ANTANANARIVO (Reuters) - Firefighters found 25 charred bodies in a looted department store in Madagascar’s capital on Tuesday, a day after some of the worst anti-government violence in years on the Indian Ocean island.
Antananarivo’s 34-year-old mayor and opposition leader, Andry Rajoelina, called for peaceful demonstrations in the city’s main square against President Marc Ravalomanana’s government on Wednesday.
On Monday tens of thousands of protesters took to the streets, burning the state-owned television and radio station.
A teenager and a policeman were killed in the violence, which revived memories of past political volatility on Madagascar, the world’s fourth largest island.
“I can confirm we have found 25 bodies. They are burned beyond recognition and will be hard to identify,” a senior fire officer told Reuters.
Angry at the closure of his private TV station, Rajoelina has denounced Ravalomanana as a dictator.
“The protests will restart tomorrow at the 13th May Square,” he said in a statement on Tuesday. “There will be no meeting nor dialogue (with the president).”
France, which controlled Madagascar from the late 19th century until independence in 1960, called on the Malagasy authorities to show restraint.
“He underlined France’s attachment to legality and constitutional order and called for national unity, urging restraint and dialogue by all parties so they can find a peaceful and lasting solution,” Foreign Minister Bernard Kouchner’s office said of his conversation with Ravalomanana.
Relations between Ravalomanana, a 59-year-old dairy businessman in power since 2002, and Rajoelina, deteriorated when authorities shut his Viva television station in December. The president accuses the mayor of trying to stir up a revolt.
Residents of the capital said gangs had ransacked shops linked to the president overnight.
Madagascar is going through an oil and minerals exploration boom. Major foreign companies investing in Madagascar include Rio Tinto and Sherritt International, which plan to extract nickel, bauxite, cobalt and Ilmenite.
Exploration companies are also looking for oil, gold, coal, chrome and uranium.
Madagascar has a history of volatile politics.
In December 2001, both Ravalomanana and his predecessor Didier Ratsiraka claimed victory in a presidential election.
Eight months of political instability and sporadic violence followed before a court upheld Ravalomanana’s victory. Ratsirika fled to France where he remains in exile.
“The president has little room for maneuver. It is he who must make concessions because he lacks popularity,” said Jean-Eric Rakotoarisoa, law lecturer at the University of Antananarivo. “What we need is for this government to resign and a transitional government to be established.”
Residents of Antananarivo fear a return to the political deadlock and economic decline of the early 2000s.
“If there is no dialogue, this will descend into total chaos,” said one opposition supporter, unwilling to give his name because of fears of reprisals.

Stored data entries
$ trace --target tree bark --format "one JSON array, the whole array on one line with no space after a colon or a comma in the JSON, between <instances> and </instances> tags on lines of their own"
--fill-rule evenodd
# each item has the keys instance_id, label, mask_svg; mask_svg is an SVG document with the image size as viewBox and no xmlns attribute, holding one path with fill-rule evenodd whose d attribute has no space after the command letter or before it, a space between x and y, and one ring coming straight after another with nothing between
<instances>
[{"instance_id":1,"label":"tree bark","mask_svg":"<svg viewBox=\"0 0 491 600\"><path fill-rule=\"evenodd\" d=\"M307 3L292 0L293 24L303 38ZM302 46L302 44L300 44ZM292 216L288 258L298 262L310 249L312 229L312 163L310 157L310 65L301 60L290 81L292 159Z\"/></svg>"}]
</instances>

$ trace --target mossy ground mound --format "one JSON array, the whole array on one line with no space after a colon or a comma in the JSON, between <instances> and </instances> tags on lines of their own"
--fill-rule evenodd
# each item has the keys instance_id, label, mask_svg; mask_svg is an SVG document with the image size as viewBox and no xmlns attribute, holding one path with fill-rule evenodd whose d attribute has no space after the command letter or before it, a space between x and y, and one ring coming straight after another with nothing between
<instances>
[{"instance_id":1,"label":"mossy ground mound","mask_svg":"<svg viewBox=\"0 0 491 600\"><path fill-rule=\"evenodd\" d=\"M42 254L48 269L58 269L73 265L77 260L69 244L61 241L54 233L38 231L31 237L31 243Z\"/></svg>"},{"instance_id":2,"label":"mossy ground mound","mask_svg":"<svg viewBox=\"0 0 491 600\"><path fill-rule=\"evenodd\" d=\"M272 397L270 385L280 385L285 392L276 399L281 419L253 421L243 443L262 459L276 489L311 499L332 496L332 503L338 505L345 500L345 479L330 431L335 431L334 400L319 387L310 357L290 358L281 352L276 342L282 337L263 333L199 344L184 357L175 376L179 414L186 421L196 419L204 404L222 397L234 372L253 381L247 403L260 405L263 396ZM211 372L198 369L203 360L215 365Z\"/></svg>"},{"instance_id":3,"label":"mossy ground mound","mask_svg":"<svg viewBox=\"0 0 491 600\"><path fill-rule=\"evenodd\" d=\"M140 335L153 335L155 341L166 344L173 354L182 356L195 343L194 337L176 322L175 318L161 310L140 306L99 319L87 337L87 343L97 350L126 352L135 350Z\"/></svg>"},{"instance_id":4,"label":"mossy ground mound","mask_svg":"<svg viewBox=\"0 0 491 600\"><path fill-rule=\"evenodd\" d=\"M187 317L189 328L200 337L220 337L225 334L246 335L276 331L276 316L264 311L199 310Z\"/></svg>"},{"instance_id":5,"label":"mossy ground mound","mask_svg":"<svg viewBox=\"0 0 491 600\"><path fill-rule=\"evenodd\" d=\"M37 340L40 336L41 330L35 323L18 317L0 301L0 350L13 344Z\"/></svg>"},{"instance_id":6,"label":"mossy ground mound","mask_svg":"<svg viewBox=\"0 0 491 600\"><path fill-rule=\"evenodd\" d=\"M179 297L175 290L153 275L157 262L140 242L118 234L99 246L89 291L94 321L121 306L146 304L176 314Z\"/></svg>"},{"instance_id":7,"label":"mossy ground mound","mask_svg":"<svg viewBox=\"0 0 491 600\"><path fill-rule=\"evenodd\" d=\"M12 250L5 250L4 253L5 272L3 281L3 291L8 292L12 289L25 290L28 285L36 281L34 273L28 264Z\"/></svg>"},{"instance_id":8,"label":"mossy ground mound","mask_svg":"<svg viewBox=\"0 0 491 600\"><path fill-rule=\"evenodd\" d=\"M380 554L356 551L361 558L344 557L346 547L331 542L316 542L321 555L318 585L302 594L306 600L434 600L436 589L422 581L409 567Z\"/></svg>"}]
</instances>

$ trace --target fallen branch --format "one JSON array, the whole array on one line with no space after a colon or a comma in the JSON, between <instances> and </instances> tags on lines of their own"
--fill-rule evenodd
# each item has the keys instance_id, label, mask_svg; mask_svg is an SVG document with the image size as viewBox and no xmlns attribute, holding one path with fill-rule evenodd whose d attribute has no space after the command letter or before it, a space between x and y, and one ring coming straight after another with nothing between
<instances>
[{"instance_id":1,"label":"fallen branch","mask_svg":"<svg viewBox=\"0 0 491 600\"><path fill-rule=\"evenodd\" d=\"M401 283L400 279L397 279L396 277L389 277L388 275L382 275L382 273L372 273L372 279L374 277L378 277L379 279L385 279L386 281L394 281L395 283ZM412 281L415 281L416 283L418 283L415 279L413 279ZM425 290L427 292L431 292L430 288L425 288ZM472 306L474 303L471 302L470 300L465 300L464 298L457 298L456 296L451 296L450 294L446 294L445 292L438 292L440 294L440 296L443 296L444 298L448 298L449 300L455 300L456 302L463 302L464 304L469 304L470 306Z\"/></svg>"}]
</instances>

Your assignment
Answer these questions from the report on unrest in Madagascar's capital.
(a) How old is Andry Rajoelina?
(b) In which month did authorities shut Rajoelina's Viva television station?
(c) Which two major foreign companies investing in Madagascar are named?

Output
(a) He is 34 years old.
(b) December.
(c) Rio Tinto and Sherritt International.